PROBLEM DETAILS: Read the records and write them out again exactly.

#####

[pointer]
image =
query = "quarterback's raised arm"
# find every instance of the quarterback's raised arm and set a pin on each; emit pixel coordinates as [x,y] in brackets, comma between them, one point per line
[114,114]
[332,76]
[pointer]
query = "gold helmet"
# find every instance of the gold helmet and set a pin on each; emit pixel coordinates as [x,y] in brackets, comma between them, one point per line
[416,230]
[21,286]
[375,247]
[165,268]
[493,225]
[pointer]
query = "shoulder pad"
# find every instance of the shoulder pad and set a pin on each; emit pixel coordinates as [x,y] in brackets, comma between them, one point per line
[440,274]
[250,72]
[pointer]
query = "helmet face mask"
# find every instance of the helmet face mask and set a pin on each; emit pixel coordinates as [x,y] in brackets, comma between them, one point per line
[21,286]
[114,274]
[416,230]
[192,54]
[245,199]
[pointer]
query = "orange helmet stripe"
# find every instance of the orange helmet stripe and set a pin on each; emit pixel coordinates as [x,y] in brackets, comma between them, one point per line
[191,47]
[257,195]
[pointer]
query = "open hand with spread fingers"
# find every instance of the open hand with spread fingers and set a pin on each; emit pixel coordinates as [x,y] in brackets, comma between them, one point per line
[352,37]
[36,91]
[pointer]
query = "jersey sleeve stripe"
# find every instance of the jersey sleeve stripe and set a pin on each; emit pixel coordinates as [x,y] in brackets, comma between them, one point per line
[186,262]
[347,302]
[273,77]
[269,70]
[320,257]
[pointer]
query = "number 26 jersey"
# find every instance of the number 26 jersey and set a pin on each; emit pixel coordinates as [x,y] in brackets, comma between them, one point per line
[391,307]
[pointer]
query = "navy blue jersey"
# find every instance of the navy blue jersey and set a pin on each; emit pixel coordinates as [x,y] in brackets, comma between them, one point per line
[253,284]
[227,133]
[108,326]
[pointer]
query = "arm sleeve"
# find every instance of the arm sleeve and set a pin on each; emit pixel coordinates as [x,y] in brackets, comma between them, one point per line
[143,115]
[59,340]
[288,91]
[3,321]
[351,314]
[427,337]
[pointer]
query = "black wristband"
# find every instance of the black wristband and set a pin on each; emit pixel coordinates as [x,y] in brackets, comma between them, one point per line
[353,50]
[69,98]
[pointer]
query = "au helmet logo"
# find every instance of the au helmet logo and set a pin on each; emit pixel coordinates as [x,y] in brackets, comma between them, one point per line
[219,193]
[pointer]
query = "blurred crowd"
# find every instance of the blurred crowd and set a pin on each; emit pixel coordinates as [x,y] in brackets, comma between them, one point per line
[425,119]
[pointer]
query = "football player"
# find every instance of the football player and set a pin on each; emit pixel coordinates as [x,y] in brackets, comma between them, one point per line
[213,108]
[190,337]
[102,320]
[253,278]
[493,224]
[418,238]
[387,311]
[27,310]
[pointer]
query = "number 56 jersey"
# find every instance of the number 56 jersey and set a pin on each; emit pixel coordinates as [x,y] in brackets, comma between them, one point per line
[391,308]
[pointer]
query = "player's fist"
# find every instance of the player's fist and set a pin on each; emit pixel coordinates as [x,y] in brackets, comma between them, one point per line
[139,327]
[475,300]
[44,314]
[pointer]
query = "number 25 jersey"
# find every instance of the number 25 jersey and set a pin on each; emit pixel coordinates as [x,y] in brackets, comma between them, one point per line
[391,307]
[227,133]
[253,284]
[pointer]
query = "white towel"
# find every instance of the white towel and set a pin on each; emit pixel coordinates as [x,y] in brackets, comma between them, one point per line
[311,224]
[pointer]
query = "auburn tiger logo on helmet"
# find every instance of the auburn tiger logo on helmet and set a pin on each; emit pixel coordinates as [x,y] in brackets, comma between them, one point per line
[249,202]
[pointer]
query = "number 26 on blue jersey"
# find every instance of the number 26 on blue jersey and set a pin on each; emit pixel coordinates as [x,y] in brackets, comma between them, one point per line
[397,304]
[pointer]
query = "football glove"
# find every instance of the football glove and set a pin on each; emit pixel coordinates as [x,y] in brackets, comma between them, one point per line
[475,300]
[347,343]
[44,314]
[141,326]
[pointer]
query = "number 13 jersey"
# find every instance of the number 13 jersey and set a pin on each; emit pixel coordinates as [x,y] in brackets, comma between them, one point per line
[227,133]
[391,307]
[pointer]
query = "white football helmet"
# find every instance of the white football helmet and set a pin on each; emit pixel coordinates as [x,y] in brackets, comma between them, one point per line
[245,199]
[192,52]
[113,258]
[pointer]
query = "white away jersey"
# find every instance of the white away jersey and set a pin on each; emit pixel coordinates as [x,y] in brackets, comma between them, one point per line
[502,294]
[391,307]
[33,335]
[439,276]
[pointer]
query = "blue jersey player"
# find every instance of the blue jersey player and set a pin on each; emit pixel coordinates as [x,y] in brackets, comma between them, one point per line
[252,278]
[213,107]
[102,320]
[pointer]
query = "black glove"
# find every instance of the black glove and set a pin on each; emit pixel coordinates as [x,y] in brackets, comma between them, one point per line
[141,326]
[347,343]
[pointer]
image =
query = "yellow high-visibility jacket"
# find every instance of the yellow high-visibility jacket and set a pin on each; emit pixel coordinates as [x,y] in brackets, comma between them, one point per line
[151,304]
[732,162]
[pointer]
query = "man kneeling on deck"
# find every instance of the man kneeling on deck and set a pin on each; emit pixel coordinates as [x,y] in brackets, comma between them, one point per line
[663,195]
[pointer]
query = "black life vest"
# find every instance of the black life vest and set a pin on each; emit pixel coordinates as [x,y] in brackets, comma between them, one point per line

#####

ANSWER:
[pointer]
image =
query = "quarterback's raised arm"
# find every instance of the quarterback's raised arm and set a pin on each; emit pixel coordinates as [x,y] in brackets, comma between them, one point per line
[114,114]
[332,76]
[pointer]
query = "gold helmet"
# find every instance of the gold helmet and set a pin on each; emit pixel coordinates as [x,y] in brackets, comma between them, one point per line
[416,230]
[21,286]
[375,247]
[165,268]
[493,225]
[pointer]
query = "shoulder pad"
# find every instance of the shoulder pad and set a pin on each; emit pixel coordinates as [x,y] in brackets, comma between them, one point per line
[440,274]
[250,72]
[pointer]
query = "helmet face mask"
# find every instance of the helmet face mask and set a pin on each; emit pixel coordinates as [x,y] in brackets, comma between them, one point per line
[21,286]
[114,274]
[416,230]
[192,54]
[245,199]
[pointer]
query = "orange helmet stripe"
# find every instance of the orange helmet stripe and set a pin on each; emit pixel coordinates as [x,y] in brackets, comma between them, one point per line
[191,47]
[257,195]
[pointer]
query = "open hand with spread fingers"
# find every instance of the open hand with spread fingers and set a pin on each; emit pixel coordinates as [x,y] in brackets, comma between them, one point per line
[352,37]
[36,91]
[pointer]
query = "jersey sleeve stripe"
# find every instance of the jersey sleeve stripe and set a pin on each; emit pixel coordinates as [x,y] in brackets, comma between them, one point per line
[186,262]
[347,302]
[273,77]
[269,70]
[320,257]
[pointer]
query = "number 26 jersey"
# find every instance of the number 26 jersey and set a pin on each; emit pixel coordinates as [x,y] in brackets, comma between them, one point per line
[391,307]
[pointer]
query = "navy blue jersey"
# find every instance of the navy blue jersey and set a pin on each; emit pixel coordinates as [x,y] in brackets, comma between them, one point per line
[253,284]
[227,133]
[108,326]
[pointer]
query = "arm sleeve"
# find every instance of the arm sleeve and set a pin on each; emit pixel coordinates as [x,y] in brackets, comma between them, one point per line
[143,115]
[59,340]
[288,91]
[3,321]
[351,314]
[427,337]
[pointer]
query = "black wristband"
# find every instance of the black wristband and set a pin on each; emit pixel coordinates as [x,y] in brackets, comma between them, one point per line
[353,50]
[69,98]
[pointer]
query = "au helmet logo"
# find every instance of the au helmet logo and set a pin on each; emit pixel coordinates as [x,y] in brackets, comma between them, one point per line
[219,193]
[pointer]
query = "blurred crowd"
# find every instance of the blurred crowd and set a pin on each; emit pixel coordinates as [x,y] in brackets, comma between them, one point per line
[425,119]
[pointer]
query = "football player"
# find every instance of the football player and set a pin on each; emit pixel coordinates as [x,y] in brackets, comma between them, one point per line
[213,108]
[190,337]
[102,320]
[253,278]
[493,224]
[418,238]
[387,311]
[27,310]
[pointer]
query = "number 56 jersey"
# find every instance of the number 56 jersey and set a pin on each; emit pixel coordinates as [x,y] in brackets, comma between them, one point per line
[391,308]
[pointer]
query = "player's fist"
# find every instance of the player's fist and set a pin on each; emit pixel coordinates as [x,y] in brackets, comma between them, one point per line
[139,327]
[475,300]
[44,314]
[pointer]
query = "number 25 jersey"
# find every instance of the number 25 jersey and set a pin on each; emit pixel coordinates as [x,y] in brackets, comma between them, one point per line
[391,307]
[227,133]
[253,284]
[pointer]
query = "white towel"
# find every instance of the white towel and set a pin on each; emit pixel coordinates as [x,y] in brackets, comma between them, one point per line
[311,224]
[pointer]
query = "auburn tiger logo on helmet"
# find every instance of the auburn tiger logo on helmet and set a pin on each; emit pixel coordinates as [x,y] in brackets, comma between them, one point per line
[249,202]
[pointer]
query = "number 26 on blue jersey"
# find every instance of the number 26 on blue jersey and set a pin on each; emit pixel coordinates as [x,y] in brackets, comma between them, one point per line
[397,304]
[pointer]
query = "football glove"
# find every instance of the football glove and set a pin on each; emit pixel coordinates as [x,y] in brackets, comma between them, one point per line
[475,300]
[347,343]
[44,314]
[141,326]
[pointer]
query = "number 13 jersey"
# find every instance of the number 13 jersey and set a pin on each; emit pixel coordinates as [x,y] in brackets, comma between them, one point per line
[227,133]
[391,307]
[pointer]
query = "white football helmet"
# find every instance of the white football helmet and set a pin on each; emit pixel coordinates as [x,y] in brackets, comma between them, one point per line
[245,199]
[192,52]
[113,258]
[pointer]
query = "white away jersey"
# find every instance of the white away jersey and set a pin on each; emit pixel coordinates as [x,y] in brackets, comma between them, one point per line
[502,294]
[391,307]
[33,335]
[439,276]
[pointer]
query = "blue jersey player"
# find every instance of the blue jersey player and set a pin on each; emit pixel coordinates as [x,y] in brackets, comma between them, one point per line
[252,278]
[213,107]
[102,320]
[pointer]
query = "black glove"
# find every instance of the black glove and set a pin on each; emit pixel coordinates as [x,y] in brackets, comma between them, one point per line
[141,326]
[347,343]
[pointer]
image =
query = "yellow high-visibility jacket"
# find every instance of the yellow high-visibility jacket and set a pin on each; emit pixel coordinates as [x,y] in brackets, comma between them, one point per line
[151,304]
[732,162]
[pointer]
query = "man kneeling on deck"
# find every instance of the man kneeling on deck and set a pin on each; emit pixel coordinates as [x,y] in brackets, comma between them, one point per line
[663,195]
[pointer]
query = "black life vest"
# find every instance of the black life vest and set a pin on each; emit pixel coordinates as [x,y] in brackets, comma between them, one point per line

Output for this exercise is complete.